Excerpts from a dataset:

┏━━

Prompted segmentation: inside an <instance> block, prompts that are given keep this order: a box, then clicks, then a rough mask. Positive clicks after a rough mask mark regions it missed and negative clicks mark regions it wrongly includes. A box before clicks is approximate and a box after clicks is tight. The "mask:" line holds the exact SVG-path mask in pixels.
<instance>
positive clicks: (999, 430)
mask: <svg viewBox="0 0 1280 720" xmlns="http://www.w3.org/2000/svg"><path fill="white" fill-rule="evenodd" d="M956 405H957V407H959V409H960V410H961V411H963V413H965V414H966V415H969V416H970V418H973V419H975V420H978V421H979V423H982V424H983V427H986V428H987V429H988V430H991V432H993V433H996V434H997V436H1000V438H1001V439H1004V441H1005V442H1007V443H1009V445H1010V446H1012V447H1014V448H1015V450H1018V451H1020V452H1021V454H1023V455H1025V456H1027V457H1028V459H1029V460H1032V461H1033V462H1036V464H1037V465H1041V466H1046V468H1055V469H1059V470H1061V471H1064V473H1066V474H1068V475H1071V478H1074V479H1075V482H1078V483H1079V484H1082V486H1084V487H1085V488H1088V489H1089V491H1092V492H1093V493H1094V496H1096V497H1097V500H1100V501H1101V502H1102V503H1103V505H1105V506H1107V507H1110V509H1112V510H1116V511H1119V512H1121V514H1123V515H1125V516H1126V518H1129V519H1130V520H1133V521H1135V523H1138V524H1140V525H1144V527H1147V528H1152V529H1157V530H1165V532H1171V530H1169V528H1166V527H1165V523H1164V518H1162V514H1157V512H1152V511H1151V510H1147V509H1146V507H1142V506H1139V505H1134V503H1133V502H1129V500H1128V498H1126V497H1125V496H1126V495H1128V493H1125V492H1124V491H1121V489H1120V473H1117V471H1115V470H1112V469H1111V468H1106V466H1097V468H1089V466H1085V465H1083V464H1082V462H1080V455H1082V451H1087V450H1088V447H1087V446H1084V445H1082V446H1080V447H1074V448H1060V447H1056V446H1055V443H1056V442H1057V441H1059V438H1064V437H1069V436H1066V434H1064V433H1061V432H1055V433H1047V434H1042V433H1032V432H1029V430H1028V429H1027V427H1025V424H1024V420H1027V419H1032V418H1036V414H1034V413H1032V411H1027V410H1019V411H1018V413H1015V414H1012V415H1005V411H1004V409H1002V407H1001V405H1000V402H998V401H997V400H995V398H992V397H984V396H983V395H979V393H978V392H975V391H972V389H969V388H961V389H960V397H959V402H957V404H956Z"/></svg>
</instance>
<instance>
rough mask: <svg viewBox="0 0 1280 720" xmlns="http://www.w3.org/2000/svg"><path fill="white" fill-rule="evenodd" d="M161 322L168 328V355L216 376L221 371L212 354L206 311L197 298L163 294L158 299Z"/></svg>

┗━━

- _EXERCISE_: Every line of the records should be reproduced exactly.

- _OUTPUT OF THE EXERCISE_:
Prompted segmentation: inside an <instance> block, prompts that are given keep this order: a box, then clicks, then a rough mask. Positive clicks after a rough mask mark regions it missed and negative clicks mark regions it wrongly includes. A box before clicks is approximate and a box after clicks is tight. The "mask:" line holds the exact SVG-path mask in pixels.
<instance>
positive clicks: (999, 430)
mask: <svg viewBox="0 0 1280 720" xmlns="http://www.w3.org/2000/svg"><path fill="white" fill-rule="evenodd" d="M956 405H957V407H959V409H960V410H961V411H963V413H965V414H966V415H969V416H970V418H973V419H975V420H978V421H979V423H982V424H983V427H986V428H987V429H988V430H991V432H993V433H996V434H997V436H1000V438H1001V439H1004V441H1005V442H1007V443H1009V445H1010V446H1012V447H1014V448H1015V450H1018V451H1020V452H1021V454H1023V455H1025V456H1027V457H1028V459H1029V460H1032V461H1033V462H1036V464H1037V465H1041V466H1046V468H1055V469H1059V470H1061V471H1064V473H1066V474H1068V475H1071V478H1074V479H1075V482H1078V483H1079V484H1082V486H1084V487H1085V488H1088V489H1089V491H1092V492H1093V493H1094V496H1096V497H1097V500H1100V501H1101V502H1102V503H1103V505H1105V506H1107V507H1110V509H1112V510H1116V511H1119V512H1121V514H1123V515H1125V516H1126V518H1129V519H1130V520H1133V521H1135V523H1138V524H1140V525H1144V527H1147V528H1152V529H1157V530H1165V532H1171V530H1169V528H1166V527H1165V523H1164V518H1162V514H1157V512H1152V511H1151V510H1147V509H1146V507H1142V506H1139V505H1134V503H1133V502H1129V500H1128V498H1126V497H1125V496H1126V495H1128V493H1125V492H1124V491H1121V489H1120V473H1117V471H1115V470H1112V469H1111V468H1106V466H1097V468H1089V466H1085V465H1083V464H1082V462H1080V455H1082V451H1087V450H1088V447H1087V446H1084V445H1082V446H1080V447H1074V448H1060V447H1056V446H1055V443H1056V442H1057V441H1059V438H1064V437H1069V436H1066V434H1064V433H1061V432H1055V433H1047V434H1042V433H1032V432H1029V430H1028V429H1027V427H1025V424H1024V420H1027V419H1032V418H1036V414H1034V413H1032V411H1027V410H1019V411H1018V413H1015V414H1012V415H1005V411H1004V409H1002V407H1001V405H1000V402H998V401H997V400H995V398H992V397H984V396H983V395H979V393H978V392H975V391H972V389H969V388H961V389H960V397H959V402H957V404H956Z"/></svg>
</instance>
<instance>
rough mask: <svg viewBox="0 0 1280 720" xmlns="http://www.w3.org/2000/svg"><path fill="white" fill-rule="evenodd" d="M161 322L168 328V355L216 376L221 371L212 354L206 311L197 298L163 294L158 299Z"/></svg>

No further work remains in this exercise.